[Opening Data for review section]

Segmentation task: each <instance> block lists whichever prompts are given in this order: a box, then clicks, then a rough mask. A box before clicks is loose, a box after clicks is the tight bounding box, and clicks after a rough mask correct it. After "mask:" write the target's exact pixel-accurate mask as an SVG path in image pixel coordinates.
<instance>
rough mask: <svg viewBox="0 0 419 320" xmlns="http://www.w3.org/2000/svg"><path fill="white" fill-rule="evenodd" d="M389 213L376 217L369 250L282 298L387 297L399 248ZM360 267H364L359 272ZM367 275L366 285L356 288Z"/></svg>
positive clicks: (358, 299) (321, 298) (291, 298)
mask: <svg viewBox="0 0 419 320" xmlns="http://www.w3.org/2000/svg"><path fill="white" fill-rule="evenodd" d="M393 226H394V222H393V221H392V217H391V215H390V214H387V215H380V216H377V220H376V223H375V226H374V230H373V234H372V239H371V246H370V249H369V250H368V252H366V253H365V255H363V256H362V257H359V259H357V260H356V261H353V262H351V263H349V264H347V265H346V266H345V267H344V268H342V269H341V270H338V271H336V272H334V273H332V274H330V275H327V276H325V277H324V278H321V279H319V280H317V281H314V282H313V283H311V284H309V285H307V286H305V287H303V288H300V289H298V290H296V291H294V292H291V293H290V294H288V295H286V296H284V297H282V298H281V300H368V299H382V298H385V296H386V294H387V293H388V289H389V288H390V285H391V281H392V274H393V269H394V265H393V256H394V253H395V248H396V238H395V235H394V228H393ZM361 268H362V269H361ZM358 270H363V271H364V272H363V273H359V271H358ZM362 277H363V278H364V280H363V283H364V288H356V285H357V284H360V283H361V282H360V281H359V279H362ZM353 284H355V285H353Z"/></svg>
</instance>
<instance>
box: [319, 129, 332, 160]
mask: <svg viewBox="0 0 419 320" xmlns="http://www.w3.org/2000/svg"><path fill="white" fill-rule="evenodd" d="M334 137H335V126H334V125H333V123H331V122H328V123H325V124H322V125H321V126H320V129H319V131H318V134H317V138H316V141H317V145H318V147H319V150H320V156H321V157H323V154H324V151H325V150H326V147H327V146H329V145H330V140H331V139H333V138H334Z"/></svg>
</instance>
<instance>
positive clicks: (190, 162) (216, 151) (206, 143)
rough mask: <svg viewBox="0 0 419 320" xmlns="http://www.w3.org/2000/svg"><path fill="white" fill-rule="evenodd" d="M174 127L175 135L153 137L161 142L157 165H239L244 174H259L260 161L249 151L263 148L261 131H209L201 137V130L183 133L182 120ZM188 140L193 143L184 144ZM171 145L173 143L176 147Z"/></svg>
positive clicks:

[Closing Data for review section]

▸ Work request
Convert the material above into a Markdown table with columns Row and Line, giving each non-blank line its own numbered row and omitting blank lines.

▸ Response to this task
| Row | Line |
|---|---|
| 1 | Segmentation task: each <instance> block lists whichever prompts are given in this order: a box, then clicks, then a rough mask. A box before clicks is loose, a box after clicks is the tight bounding box, and clicks after a rough mask correct it. After "mask:" write the target's exact pixel-accurate mask as an SVG path in image pixel coordinates. |
| 2 | <instance> |
| 3 | rough mask: <svg viewBox="0 0 419 320" xmlns="http://www.w3.org/2000/svg"><path fill="white" fill-rule="evenodd" d="M389 213L376 217L369 250L282 298L387 297L399 248ZM360 267H364L359 272ZM367 275L366 285L356 288Z"/></svg> |
| 4 | positive clicks: (358, 299) (321, 298) (291, 298) |
| 5 | mask: <svg viewBox="0 0 419 320" xmlns="http://www.w3.org/2000/svg"><path fill="white" fill-rule="evenodd" d="M393 226H394V222H393V221H392V217H391V215H390V214H387V215H380V216H377V220H376V223H375V226H374V230H373V234H372V239H371V246H370V249H369V250H368V252H366V253H365V255H363V256H362V257H359V259H357V260H356V261H353V262H351V263H349V264H347V265H346V266H345V267H344V268H342V269H341V270H338V271H336V272H334V273H332V274H330V275H327V276H325V277H324V278H321V279H319V280H317V281H314V282H313V283H311V284H309V285H307V286H305V287H303V288H300V289H298V290H296V291H294V292H291V293H290V294H288V295H286V296H284V297H282V298H281V300H368V299H382V298H385V296H386V294H387V293H388V289H389V288H390V285H391V281H392V274H393V269H394V265H393V256H394V253H395V248H396V238H395V235H394V228H393ZM361 268H362V269H361ZM358 270H363V271H364V272H363V273H359V271H358ZM362 277H363V278H364V280H363V283H364V288H356V285H357V284H360V283H361V282H360V281H359V279H362ZM353 284H355V285H353Z"/></svg> |
| 6 | </instance> |
| 7 | <instance> |
| 8 | box: [319, 129, 332, 160] |
| 9 | mask: <svg viewBox="0 0 419 320" xmlns="http://www.w3.org/2000/svg"><path fill="white" fill-rule="evenodd" d="M334 137H335V126H334V125H333V123H331V122H328V123H325V124H322V125H321V126H320V129H319V131H318V134H317V138H316V141H317V145H318V147H319V150H320V156H321V157H323V154H324V151H325V150H326V147H327V146H329V145H330V140H331V139H333V138H334Z"/></svg> |
| 10 | </instance> |
| 11 | <instance> |
| 12 | positive clicks: (190, 162) (216, 151) (206, 143) |
| 13 | rough mask: <svg viewBox="0 0 419 320" xmlns="http://www.w3.org/2000/svg"><path fill="white" fill-rule="evenodd" d="M174 127L175 135L153 137L161 142L157 165H239L244 174H259L260 161L249 151L263 148L261 131H209L201 137V130L183 133L182 120ZM188 140L193 143L184 144ZM171 145L173 143L176 147Z"/></svg> |
| 14 | positive clicks: |